• [Your assignment]: The answer must be every line of the data that holds the word "blurred".

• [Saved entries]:

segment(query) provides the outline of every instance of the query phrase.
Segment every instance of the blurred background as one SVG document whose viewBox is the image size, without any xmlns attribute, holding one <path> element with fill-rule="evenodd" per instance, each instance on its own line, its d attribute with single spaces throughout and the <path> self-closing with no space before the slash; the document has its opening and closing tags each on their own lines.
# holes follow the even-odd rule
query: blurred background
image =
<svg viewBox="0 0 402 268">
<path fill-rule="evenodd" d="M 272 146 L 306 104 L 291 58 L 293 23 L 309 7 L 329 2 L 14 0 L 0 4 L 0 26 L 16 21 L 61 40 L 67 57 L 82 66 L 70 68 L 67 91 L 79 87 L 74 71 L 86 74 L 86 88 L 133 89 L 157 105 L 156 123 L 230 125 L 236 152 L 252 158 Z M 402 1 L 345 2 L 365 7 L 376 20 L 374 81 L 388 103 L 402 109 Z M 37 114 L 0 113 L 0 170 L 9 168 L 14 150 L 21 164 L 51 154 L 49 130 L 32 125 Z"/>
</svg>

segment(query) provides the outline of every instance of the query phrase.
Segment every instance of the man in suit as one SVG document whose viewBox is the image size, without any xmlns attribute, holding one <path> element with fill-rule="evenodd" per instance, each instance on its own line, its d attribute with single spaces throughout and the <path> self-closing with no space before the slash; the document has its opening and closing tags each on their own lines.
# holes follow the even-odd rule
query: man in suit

• [Exercise answer]:
Segment every instance of the blurred background as one SVG document whose viewBox is the image size, without any xmlns attribute, holding one <path> element with fill-rule="evenodd" per instance, each instance on its own line, its d attribute with single spaces throughout and the <path> self-closing with no space before the slash; the document has its opening and closing tags each on their own lines.
query: blurred background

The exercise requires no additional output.